#### YOUR GOAL
Extract the full set of records, then give each one again exactly.

>> start GIVEN RECORDS

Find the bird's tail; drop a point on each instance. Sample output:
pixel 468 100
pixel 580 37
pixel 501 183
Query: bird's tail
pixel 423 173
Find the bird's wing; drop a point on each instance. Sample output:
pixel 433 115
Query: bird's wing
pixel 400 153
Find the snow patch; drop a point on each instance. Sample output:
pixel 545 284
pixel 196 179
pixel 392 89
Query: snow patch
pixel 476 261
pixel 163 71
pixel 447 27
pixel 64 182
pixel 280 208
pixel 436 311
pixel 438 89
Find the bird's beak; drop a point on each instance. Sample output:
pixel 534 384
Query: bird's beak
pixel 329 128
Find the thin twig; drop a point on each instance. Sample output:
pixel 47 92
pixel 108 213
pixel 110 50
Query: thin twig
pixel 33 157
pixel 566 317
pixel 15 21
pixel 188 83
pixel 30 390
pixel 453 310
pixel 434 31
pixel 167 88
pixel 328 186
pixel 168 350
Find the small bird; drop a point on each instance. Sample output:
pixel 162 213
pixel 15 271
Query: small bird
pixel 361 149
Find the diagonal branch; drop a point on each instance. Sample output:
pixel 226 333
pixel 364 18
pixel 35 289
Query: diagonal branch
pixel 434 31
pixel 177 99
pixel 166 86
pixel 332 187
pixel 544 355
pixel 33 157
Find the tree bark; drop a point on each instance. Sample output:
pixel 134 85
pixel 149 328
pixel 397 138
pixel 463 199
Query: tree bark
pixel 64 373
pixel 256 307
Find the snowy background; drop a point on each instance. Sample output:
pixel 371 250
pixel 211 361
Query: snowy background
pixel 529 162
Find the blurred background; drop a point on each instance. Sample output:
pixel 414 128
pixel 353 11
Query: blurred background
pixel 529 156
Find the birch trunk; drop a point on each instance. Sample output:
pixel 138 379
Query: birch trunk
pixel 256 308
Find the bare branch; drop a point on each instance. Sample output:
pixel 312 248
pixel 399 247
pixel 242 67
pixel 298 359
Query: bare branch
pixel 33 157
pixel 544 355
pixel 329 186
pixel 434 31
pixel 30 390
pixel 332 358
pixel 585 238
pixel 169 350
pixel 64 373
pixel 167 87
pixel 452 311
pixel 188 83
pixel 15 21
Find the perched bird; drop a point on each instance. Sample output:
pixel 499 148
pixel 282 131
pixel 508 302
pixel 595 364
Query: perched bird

>> end GIVEN RECORDS

#### EXERCISE ANSWER
Find the bird's tail; drop a point on each instance. Sample output:
pixel 468 100
pixel 580 37
pixel 501 183
Query: bird's tail
pixel 423 173
Find the bird's wing; drop a point on each instance. Sample output:
pixel 433 115
Query: bird's wing
pixel 400 153
Find the snow patch; drop a point on each instance. Sample output:
pixel 545 284
pixel 196 179
pixel 392 89
Query: snow patch
pixel 476 261
pixel 163 71
pixel 447 27
pixel 64 182
pixel 280 208
pixel 436 311
pixel 438 89
Find the bird's beak; drop a point on each instance. Sample output:
pixel 534 384
Query: bird's beak
pixel 329 128
Find the thin twig; drop a point on each instance. Sample output:
pixel 47 92
pixel 108 213
pixel 110 50
Query: thin twig
pixel 33 157
pixel 566 317
pixel 15 21
pixel 188 83
pixel 30 390
pixel 453 310
pixel 434 31
pixel 167 88
pixel 328 186
pixel 168 350
Find the small bird; drop a point on each instance. Sample output:
pixel 162 213
pixel 15 271
Query: small bird
pixel 361 149
Find the diagonal branch; drop a point on each instance. Sample output:
pixel 226 333
pixel 364 18
pixel 35 289
Query: diagonal branch
pixel 434 31
pixel 177 99
pixel 166 86
pixel 332 187
pixel 544 355
pixel 33 157
Find the tree bark; drop a point on each instance. Sample output:
pixel 134 85
pixel 149 328
pixel 397 138
pixel 463 199
Query: tree bark
pixel 64 373
pixel 256 307
Find the snowy background; drop a point on each instance. Sample output:
pixel 371 250
pixel 211 361
Query: snowy background
pixel 529 162
Find the blurred background; drop a point on each instance. Sample output:
pixel 414 128
pixel 353 11
Query: blurred background
pixel 529 156
Find the birch trunk; drop a point on each instance. Sample output:
pixel 138 379
Query: birch trunk
pixel 256 308
Find the bare branch; drop a point on each instance. Sample output:
pixel 312 248
pixel 399 247
pixel 242 67
pixel 298 359
Query: bare branch
pixel 33 157
pixel 544 355
pixel 329 186
pixel 434 31
pixel 30 390
pixel 332 358
pixel 585 238
pixel 169 350
pixel 64 373
pixel 167 87
pixel 452 311
pixel 188 83
pixel 15 21
Find the perched bird; drop a point on each instance. Sample output:
pixel 499 148
pixel 282 131
pixel 508 302
pixel 595 364
Query: perched bird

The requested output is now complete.